(Beginning of Materials provided)

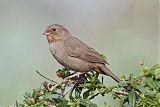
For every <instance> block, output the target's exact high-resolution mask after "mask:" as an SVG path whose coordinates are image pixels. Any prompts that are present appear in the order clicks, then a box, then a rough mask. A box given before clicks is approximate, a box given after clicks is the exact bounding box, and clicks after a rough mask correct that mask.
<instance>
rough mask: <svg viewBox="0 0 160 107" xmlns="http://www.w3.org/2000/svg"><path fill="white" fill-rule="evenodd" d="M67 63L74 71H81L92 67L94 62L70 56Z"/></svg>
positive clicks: (68, 57) (69, 67)
mask: <svg viewBox="0 0 160 107" xmlns="http://www.w3.org/2000/svg"><path fill="white" fill-rule="evenodd" d="M66 63H67V66H68V67H69V69H71V70H73V71H79V72H87V71H89V70H90V69H91V67H92V63H90V62H87V61H84V60H81V59H78V58H75V57H68V60H67V61H66Z"/></svg>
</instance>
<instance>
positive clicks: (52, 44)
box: [43, 24, 120, 82]
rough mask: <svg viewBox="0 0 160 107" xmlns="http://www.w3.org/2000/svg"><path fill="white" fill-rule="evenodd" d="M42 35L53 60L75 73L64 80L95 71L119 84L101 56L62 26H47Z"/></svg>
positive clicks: (95, 51)
mask: <svg viewBox="0 0 160 107" xmlns="http://www.w3.org/2000/svg"><path fill="white" fill-rule="evenodd" d="M43 35H46V36H47V39H48V42H49V49H50V51H51V53H52V55H53V56H54V58H55V59H56V60H57V61H58V62H59V63H60V64H61V65H62V66H64V67H65V68H66V69H69V70H73V71H75V74H73V75H71V76H69V77H67V78H65V80H68V79H70V78H72V77H75V76H78V75H80V74H84V73H87V72H89V71H96V72H98V73H100V74H104V75H107V76H110V77H112V78H113V79H114V80H115V81H117V82H120V79H119V78H118V77H117V76H115V75H114V74H113V73H112V72H111V70H110V69H108V68H107V67H106V65H105V64H108V63H107V62H106V60H105V59H104V58H103V57H102V55H100V54H99V53H98V52H97V51H95V50H94V49H93V48H91V47H89V46H87V45H86V44H85V43H83V42H82V41H80V40H79V39H77V38H75V37H73V36H72V35H71V34H70V32H69V31H68V30H67V29H66V28H65V27H63V26H62V25H58V24H53V25H50V26H48V27H47V28H46V31H45V32H44V34H43Z"/></svg>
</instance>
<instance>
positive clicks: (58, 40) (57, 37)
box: [47, 35, 63, 43]
mask: <svg viewBox="0 0 160 107" xmlns="http://www.w3.org/2000/svg"><path fill="white" fill-rule="evenodd" d="M47 39H48V42H49V43H52V42H56V41H59V40H62V39H63V37H62V36H58V35H48V36H47Z"/></svg>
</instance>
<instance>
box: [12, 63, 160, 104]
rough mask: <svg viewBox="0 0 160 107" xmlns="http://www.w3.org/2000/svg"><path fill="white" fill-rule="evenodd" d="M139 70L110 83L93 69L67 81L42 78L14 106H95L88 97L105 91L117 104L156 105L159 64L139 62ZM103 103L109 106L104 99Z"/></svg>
mask: <svg viewBox="0 0 160 107" xmlns="http://www.w3.org/2000/svg"><path fill="white" fill-rule="evenodd" d="M140 73H141V75H139V76H138V77H135V76H134V75H130V76H128V77H127V76H122V77H121V80H122V81H121V82H120V83H119V84H118V85H117V86H111V87H108V86H106V85H105V84H104V83H103V77H102V78H99V74H97V73H94V72H90V73H87V74H85V75H82V76H80V77H75V78H73V79H71V80H70V81H69V82H68V83H66V82H65V83H64V82H62V83H56V82H53V81H44V82H43V83H42V85H41V86H40V88H38V89H33V92H31V93H28V92H26V93H25V95H24V101H23V103H21V102H18V101H16V104H15V107H98V105H97V104H96V103H95V102H93V101H92V99H96V97H97V96H98V95H101V96H105V95H107V94H112V97H113V98H114V99H119V100H120V105H118V107H160V65H159V64H157V65H155V66H153V67H151V68H149V67H146V66H144V65H143V64H142V65H141V68H140ZM57 75H58V76H59V77H61V78H63V79H64V78H65V77H67V76H69V75H72V74H71V73H70V72H69V71H68V70H66V69H61V70H58V71H57ZM104 107H111V106H109V105H108V104H107V103H106V102H105V103H104ZM115 107H117V106H115Z"/></svg>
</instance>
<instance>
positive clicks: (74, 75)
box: [63, 72, 84, 82]
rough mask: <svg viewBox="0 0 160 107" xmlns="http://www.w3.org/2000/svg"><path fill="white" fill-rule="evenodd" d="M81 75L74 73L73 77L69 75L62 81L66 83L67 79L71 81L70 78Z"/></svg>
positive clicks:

(End of Materials provided)

What to do →
Every entry should be written out word for word, except for its pictures.

Your solution →
For every <instance> block, output the target's exact high-resolution mask after "mask:" as an SVG path whose coordinates are image pixels. Any prompts that are present appear in the order clicks, then a box, then a rough mask. A box given before clicks is approximate, a box given after clicks is the exact bounding box, and clicks after a rough mask correct that mask.
<instance>
rough mask: <svg viewBox="0 0 160 107" xmlns="http://www.w3.org/2000/svg"><path fill="white" fill-rule="evenodd" d="M67 63L74 71H81L92 67L94 62L70 56Z"/></svg>
positive clicks: (68, 57) (69, 67)
mask: <svg viewBox="0 0 160 107" xmlns="http://www.w3.org/2000/svg"><path fill="white" fill-rule="evenodd" d="M66 63H67V66H68V67H69V69H71V70H73V71H79V72H87V71H89V70H90V69H91V67H92V63H90V62H87V61H84V60H81V59H78V58H75V57H68V60H67V61H66Z"/></svg>
</instance>
<instance>
positive clicks: (52, 44)
box: [43, 24, 120, 82]
rough mask: <svg viewBox="0 0 160 107" xmlns="http://www.w3.org/2000/svg"><path fill="white" fill-rule="evenodd" d="M42 35L53 60L75 73L64 80L95 71L119 84L101 56L62 26H47Z"/></svg>
positive clicks: (95, 51)
mask: <svg viewBox="0 0 160 107" xmlns="http://www.w3.org/2000/svg"><path fill="white" fill-rule="evenodd" d="M43 35H46V36H47V39H48V42H49V49H50V51H51V53H52V55H53V56H54V58H55V59H56V60H57V61H58V62H59V63H60V64H61V65H62V66H64V67H65V68H66V69H69V70H73V71H75V74H73V75H71V76H69V77H67V78H65V80H68V79H70V78H72V77H75V76H78V75H80V74H84V73H87V72H89V71H96V72H98V73H100V74H104V75H107V76H110V77H112V78H113V79H114V80H115V81H117V82H120V79H119V78H118V77H117V76H115V75H114V74H113V73H112V72H111V70H110V69H108V68H107V67H106V65H105V64H108V63H107V62H106V60H105V59H104V58H103V57H102V55H100V54H99V53H98V52H97V51H95V50H94V49H93V48H91V47H89V46H87V45H86V44H85V43H83V42H82V41H80V40H79V39H77V38H75V37H73V36H72V35H71V34H70V32H69V31H68V30H67V29H66V28H65V27H63V26H62V25H58V24H53V25H50V26H48V27H47V28H46V31H45V32H44V34H43Z"/></svg>
</instance>
<instance>
positive clicks: (58, 40) (57, 37)
box: [47, 35, 63, 43]
mask: <svg viewBox="0 0 160 107" xmlns="http://www.w3.org/2000/svg"><path fill="white" fill-rule="evenodd" d="M47 39H48V42H49V43H52V42H56V41H59V40H62V39H63V37H62V36H58V35H48V36H47Z"/></svg>
</instance>
<instance>
box: [12, 63, 160, 104]
rough mask: <svg viewBox="0 0 160 107" xmlns="http://www.w3.org/2000/svg"><path fill="white" fill-rule="evenodd" d="M139 70L110 83L93 69L67 81L42 78L14 106H95L88 97L105 91L117 104L156 105L159 64L139 62ZM103 103L109 106L104 99Z"/></svg>
mask: <svg viewBox="0 0 160 107" xmlns="http://www.w3.org/2000/svg"><path fill="white" fill-rule="evenodd" d="M140 73H141V75H139V76H138V77H135V76H134V75H130V76H128V77H127V76H122V77H121V80H122V81H121V82H120V83H119V84H118V85H117V86H111V87H108V86H106V85H105V84H104V83H103V77H102V78H99V74H97V73H94V72H90V73H87V74H85V75H82V76H80V77H75V78H73V79H71V80H70V81H69V82H68V83H66V82H65V83H64V82H62V83H56V82H53V81H44V82H43V83H42V85H41V86H40V88H38V89H33V92H31V93H28V92H26V93H25V95H24V101H23V103H21V102H18V101H16V104H15V107H98V105H97V104H96V103H95V102H93V101H92V99H96V97H97V96H98V95H101V96H105V95H107V94H112V97H113V98H114V99H119V100H120V105H118V107H160V65H159V64H157V65H155V66H153V67H151V68H149V67H146V66H144V65H143V64H142V65H141V68H140ZM57 75H58V76H59V77H61V78H63V79H64V78H65V77H67V76H69V75H72V74H71V73H70V72H69V71H68V70H66V69H61V70H58V71H57ZM104 107H111V106H109V105H108V104H107V103H106V102H105V103H104ZM115 107H117V106H115Z"/></svg>
</instance>
<instance>
positive clicks: (74, 75)
box: [63, 72, 84, 82]
rough mask: <svg viewBox="0 0 160 107" xmlns="http://www.w3.org/2000/svg"><path fill="white" fill-rule="evenodd" d="M81 75L74 73L73 77L69 75L62 81L66 83L67 79L71 81L70 78Z"/></svg>
positive clicks:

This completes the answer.